## PROVIDED RECORDS
━━━━

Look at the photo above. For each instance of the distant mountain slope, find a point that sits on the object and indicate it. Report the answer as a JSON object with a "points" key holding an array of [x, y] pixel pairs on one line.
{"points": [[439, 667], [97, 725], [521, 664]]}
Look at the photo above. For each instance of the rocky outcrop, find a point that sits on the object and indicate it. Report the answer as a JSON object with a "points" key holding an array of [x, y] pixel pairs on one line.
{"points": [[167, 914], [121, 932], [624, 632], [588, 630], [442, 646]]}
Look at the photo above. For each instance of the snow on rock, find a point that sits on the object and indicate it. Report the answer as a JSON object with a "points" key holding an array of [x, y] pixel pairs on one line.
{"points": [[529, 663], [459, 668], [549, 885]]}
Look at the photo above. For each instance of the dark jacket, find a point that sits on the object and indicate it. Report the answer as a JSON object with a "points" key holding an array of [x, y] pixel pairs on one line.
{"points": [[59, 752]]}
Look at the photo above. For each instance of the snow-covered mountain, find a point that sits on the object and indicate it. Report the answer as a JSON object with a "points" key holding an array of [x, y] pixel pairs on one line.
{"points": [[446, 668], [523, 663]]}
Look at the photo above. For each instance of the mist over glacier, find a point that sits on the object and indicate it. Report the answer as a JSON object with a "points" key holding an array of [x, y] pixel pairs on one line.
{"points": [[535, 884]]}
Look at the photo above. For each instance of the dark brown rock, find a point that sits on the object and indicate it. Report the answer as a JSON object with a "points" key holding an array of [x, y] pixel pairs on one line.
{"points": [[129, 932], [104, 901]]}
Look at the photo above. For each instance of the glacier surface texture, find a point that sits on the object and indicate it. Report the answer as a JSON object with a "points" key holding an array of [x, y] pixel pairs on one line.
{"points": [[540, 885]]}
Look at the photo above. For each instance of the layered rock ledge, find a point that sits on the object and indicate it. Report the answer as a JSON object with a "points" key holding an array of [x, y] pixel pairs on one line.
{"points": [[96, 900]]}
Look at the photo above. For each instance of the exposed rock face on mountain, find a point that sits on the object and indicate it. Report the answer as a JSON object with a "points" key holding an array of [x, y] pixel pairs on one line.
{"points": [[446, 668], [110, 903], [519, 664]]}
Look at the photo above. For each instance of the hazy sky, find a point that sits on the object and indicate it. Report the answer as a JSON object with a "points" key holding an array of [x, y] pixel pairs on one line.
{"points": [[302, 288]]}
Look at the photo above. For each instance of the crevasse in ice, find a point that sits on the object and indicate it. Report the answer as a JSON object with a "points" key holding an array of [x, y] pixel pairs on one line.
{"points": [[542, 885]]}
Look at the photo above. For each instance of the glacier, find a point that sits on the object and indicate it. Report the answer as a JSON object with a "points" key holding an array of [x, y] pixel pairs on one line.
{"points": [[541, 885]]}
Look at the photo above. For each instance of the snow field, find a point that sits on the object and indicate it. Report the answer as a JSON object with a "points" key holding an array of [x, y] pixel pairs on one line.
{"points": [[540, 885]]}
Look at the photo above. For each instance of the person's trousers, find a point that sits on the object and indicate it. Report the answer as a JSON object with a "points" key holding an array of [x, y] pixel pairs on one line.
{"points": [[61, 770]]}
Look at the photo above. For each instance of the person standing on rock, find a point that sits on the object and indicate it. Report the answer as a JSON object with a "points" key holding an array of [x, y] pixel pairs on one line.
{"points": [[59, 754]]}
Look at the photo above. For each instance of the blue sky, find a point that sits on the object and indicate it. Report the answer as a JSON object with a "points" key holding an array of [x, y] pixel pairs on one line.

━━━━

## WHAT IS EXPECTED
Your task is to output all of the data above word for word.

## SOLUTION TO THIS TASK
Look at the photo above. For each instance of the distant mountain slope, find a point that sits on the object and indicate it. Report the answer as a JSON object with a "points" key holding an array of [x, y] pixel pairs on one line.
{"points": [[439, 667], [97, 725], [521, 664]]}
Look at the photo above. For each instance of the rocky outcrop, find a point that sits on the object and indicate it. Report the answer as a JSON object with a "points" key holding an array of [x, y] pixel pairs on one line.
{"points": [[167, 914], [121, 932], [624, 632], [588, 630], [442, 646]]}
Look at the photo above. For each instance of the snow on rock, find a point that sits on the object and indicate it. Report the answer as a JSON object with a "points" key holding an array of [x, y] pixel pairs on one line.
{"points": [[529, 663], [459, 668], [549, 885]]}
Look at the photo above. For each instance of the dark jacket, find a point that sits on the object and indicate it. Report the answer as a JSON object with a "points" key holding an array of [x, y] pixel pairs on one line.
{"points": [[59, 752]]}
Look at the photo above. For each instance of the snow-covered mountain, find a point that sits on the object and indicate it. Report the answer as a JSON object with a "points" key holding an array of [x, y] pixel pairs on one line.
{"points": [[446, 668], [523, 663]]}
Look at the photo above. For each instance of the mist over glacier, find a point that sits on the object and indicate it. Report the answer as a JSON object with a "points" key holding an array of [x, y] pixel pairs on one line.
{"points": [[535, 884]]}
Look at the photo above. For each instance of the dark brown rock, find a point that sits on the object and indicate it. Report the answer as a JSON object with a "points" key holding an array of [x, y] pixel pairs on one line.
{"points": [[129, 932], [104, 901]]}
Look at the photo above. For each instance of the glacier surface texture, find a point that sits on the object and indicate it. Report the answer as a JSON object with a "points" key holding an array of [x, y] pixel pairs on one line.
{"points": [[540, 885]]}
Look at the photo above. For each instance of the layered rock ledge, find a point that sits on the object and indicate it. Report the answer as a JSON object with a "points" key holding an array of [x, y] pixel pairs on one line.
{"points": [[96, 900]]}
Look at the photo above. For each instance of the exposed rock face on mountain, find a point that sits on the object and indicate it. Report the answer as a JSON object with a "points" key holding an array of [x, y] pixel pairs on one line.
{"points": [[446, 668], [110, 903], [519, 664]]}
Look at the photo above. For each instance of the hazy sky, find a point that sits on the object and indicate it. Report the answer as a JSON object with a "points" key holding an array of [x, y] pixel pairs on one line.
{"points": [[302, 288]]}
Look at the photo above. For each instance of the crevasse in ice, find a point that sits on the object and indicate it. Report the answer as a JSON object with a "points" key holding an array of [x, y] pixel pairs on one line.
{"points": [[542, 885]]}
Look at the photo above. For each instance of the glacier, find a point that sits on the object and indicate it. Report the answer as a JSON object with a "points" key holding an array of [x, y] pixel pairs on one line.
{"points": [[541, 885]]}
Look at the photo above. For each instance of the snow field, find a point that sits on the object and indicate it. Report the answer as a JSON object with a "points" key holding an array of [x, y] pixel pairs on one line.
{"points": [[540, 885]]}
Look at the photo above. For each instance of the person's trousers, find a point that sits on the object and indicate it. Report the answer as a JSON object with a "points" key holding an array of [x, y] pixel pairs on one line.
{"points": [[61, 770]]}
Look at the photo above. For each instance of the person standing on rock, find a point that sits on the object and indicate it. Report the answer as a JSON object with a "points" key holding an array of [x, y] pixel pairs on one line.
{"points": [[59, 754]]}
Look at the photo above. For each instance of the blue sky, find a point that sits on the object and indicate it. Report the answer as a JSON object with a "points" key holding an array of [x, y] pixel pairs on one line.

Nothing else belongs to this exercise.